_The input_
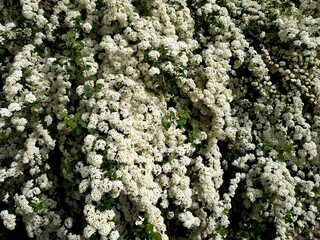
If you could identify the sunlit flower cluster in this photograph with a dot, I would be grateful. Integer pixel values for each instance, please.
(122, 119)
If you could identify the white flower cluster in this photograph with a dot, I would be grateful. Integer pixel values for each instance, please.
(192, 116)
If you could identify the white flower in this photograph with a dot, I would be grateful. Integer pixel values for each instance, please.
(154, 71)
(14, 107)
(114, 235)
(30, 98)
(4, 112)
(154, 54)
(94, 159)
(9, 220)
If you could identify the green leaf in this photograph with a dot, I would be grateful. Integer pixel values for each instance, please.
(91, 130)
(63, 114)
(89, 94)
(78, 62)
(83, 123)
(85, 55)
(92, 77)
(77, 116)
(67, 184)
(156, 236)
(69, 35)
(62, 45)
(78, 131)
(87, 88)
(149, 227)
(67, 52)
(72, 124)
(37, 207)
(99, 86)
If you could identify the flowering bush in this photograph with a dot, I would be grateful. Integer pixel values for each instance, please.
---
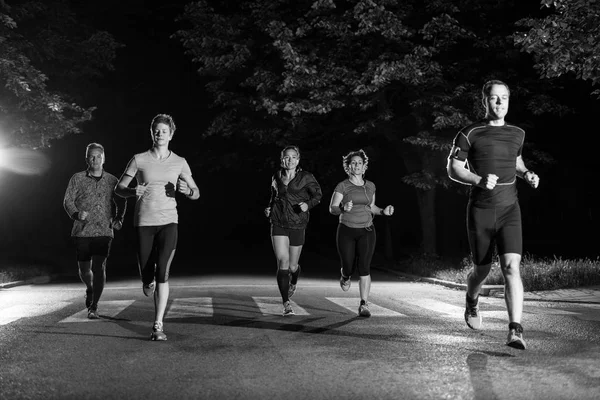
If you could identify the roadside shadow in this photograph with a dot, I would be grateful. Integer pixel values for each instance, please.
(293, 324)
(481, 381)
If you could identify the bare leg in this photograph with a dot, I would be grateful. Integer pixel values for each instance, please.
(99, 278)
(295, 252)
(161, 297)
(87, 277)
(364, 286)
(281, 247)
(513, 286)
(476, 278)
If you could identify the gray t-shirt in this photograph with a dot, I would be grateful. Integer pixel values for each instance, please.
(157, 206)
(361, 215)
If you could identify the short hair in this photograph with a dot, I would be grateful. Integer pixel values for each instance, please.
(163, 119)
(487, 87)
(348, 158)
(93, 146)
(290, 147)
...
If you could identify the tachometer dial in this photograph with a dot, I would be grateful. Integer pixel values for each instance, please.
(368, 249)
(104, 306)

_The request_
How many lines in the items above contain the word "white"? Reply with the number only.

_Response_
2